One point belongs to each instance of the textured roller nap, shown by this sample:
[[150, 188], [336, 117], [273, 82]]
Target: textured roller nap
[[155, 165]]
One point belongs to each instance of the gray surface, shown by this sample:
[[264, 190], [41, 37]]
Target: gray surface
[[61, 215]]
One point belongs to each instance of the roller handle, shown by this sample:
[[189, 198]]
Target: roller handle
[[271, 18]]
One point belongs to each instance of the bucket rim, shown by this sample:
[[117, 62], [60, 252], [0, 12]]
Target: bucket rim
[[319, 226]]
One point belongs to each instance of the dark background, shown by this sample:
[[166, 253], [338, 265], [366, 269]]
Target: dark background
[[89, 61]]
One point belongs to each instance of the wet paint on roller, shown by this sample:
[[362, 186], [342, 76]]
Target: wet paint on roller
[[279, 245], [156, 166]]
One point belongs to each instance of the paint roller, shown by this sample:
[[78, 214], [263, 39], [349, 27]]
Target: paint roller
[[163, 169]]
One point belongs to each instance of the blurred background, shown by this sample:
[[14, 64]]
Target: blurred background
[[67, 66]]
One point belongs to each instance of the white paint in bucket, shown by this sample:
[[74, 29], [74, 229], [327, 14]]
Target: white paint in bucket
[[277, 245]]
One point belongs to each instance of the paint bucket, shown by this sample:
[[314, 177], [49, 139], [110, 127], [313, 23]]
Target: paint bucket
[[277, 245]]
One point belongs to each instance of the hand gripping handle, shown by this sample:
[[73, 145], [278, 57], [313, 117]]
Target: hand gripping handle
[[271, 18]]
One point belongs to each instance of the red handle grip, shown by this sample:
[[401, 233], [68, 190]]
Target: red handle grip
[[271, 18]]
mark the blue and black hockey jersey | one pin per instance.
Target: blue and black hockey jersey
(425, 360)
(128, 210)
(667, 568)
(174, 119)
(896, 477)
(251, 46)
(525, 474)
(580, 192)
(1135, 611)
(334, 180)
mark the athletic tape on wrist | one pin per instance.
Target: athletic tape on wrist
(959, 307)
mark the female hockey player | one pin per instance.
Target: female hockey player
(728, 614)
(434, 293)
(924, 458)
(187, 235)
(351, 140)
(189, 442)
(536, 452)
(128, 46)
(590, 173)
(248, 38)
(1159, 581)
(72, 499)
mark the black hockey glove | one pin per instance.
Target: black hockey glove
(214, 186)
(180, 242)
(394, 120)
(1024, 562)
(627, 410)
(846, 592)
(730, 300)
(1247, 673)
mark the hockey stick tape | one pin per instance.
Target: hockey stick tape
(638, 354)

STATED TASK.
Format the listing above as a JSON list of strings, with one string for each line and blank lines left out.

RESULT FOR THIS TASK.
[
  "One point belongs to each instance of the textured roller nap, shown by this sample:",
  "[[150, 188], [336, 117], [273, 82]]",
  "Target: textured roller nap",
  "[[155, 165]]",
  "One point belongs to each instance of the gray surface, shown by this sample:",
  "[[264, 190], [41, 37]]",
  "Target: gray surface",
  "[[61, 215]]",
  "One point belongs to each instance of the roller handle, shown by this sample:",
  "[[189, 198]]",
  "Target: roller handle",
  "[[271, 18]]",
  "One point belongs to each instance of the bucket rim, shown by this sample:",
  "[[117, 62], [60, 252], [0, 12]]",
  "Target: bucket rim",
  "[[319, 226]]",
  "One point belongs to each instance of the dark background, shown by this sample:",
  "[[166, 253], [338, 265], [366, 269]]",
  "Target: dark background",
  "[[89, 61]]",
  "One point belongs to each instance of the wet paint on roller, shown by this sample:",
  "[[362, 186], [342, 76]]",
  "Target: wet paint on roller",
  "[[279, 245], [156, 166]]",
  "One point belongs to each instance of the paint roller, shown by this sample:",
  "[[78, 214], [263, 39], [349, 27]]",
  "Target: paint roller",
  "[[163, 169]]",
  "One point belongs to each instance of the blurred background, shown by this sample:",
  "[[14, 64]]",
  "Target: blurred background",
  "[[67, 66]]",
  "One point belongs to each instance of the white paint in bucket, shown by this sample:",
  "[[74, 29], [74, 229], [327, 14]]",
  "Target: white paint in bucket",
  "[[277, 245]]",
  "One point belongs to each instance of the paint bucket, shown by this sample:",
  "[[314, 177], [49, 139], [110, 127], [313, 23]]",
  "Target: paint bucket",
  "[[277, 245]]",
  "One point belongs to each instance of the hand gripping handle, shown by this sample:",
  "[[73, 145], [278, 57], [313, 117]]",
  "Target: hand gripping handle",
  "[[271, 18]]",
  "One point belongs to each instance of the red handle grip, shown by this sample:",
  "[[401, 233], [68, 190]]",
  "Target: red handle grip",
  "[[271, 18]]",
  "mark the blue and black hockey jersey | one pin per instance.",
  "Target: blue and black hockey jersey",
  "(425, 360)",
  "(128, 210)",
  "(667, 568)",
  "(174, 119)",
  "(896, 477)",
  "(251, 46)",
  "(525, 474)",
  "(580, 192)",
  "(1135, 611)",
  "(334, 180)",
  "mark the athletic tape on wrist | one pin per instance.",
  "Target: athletic tape on wrist",
  "(959, 307)",
  "mark the female hockey player | one pin per instance.",
  "Target: female hockey player",
  "(728, 614)",
  "(434, 293)",
  "(924, 458)",
  "(187, 235)",
  "(351, 140)",
  "(189, 442)",
  "(536, 452)",
  "(128, 46)",
  "(590, 173)",
  "(248, 38)",
  "(1159, 581)",
  "(72, 499)",
  "mark the black hockey glove | one pin per instance.",
  "Target: black hockey glove",
  "(214, 186)",
  "(180, 242)",
  "(394, 120)",
  "(1024, 562)",
  "(627, 410)",
  "(846, 592)",
  "(730, 300)",
  "(1247, 673)",
  "mark the hockey stick tape | one pin per instance.",
  "Target: hockey stick tape",
  "(638, 354)"
]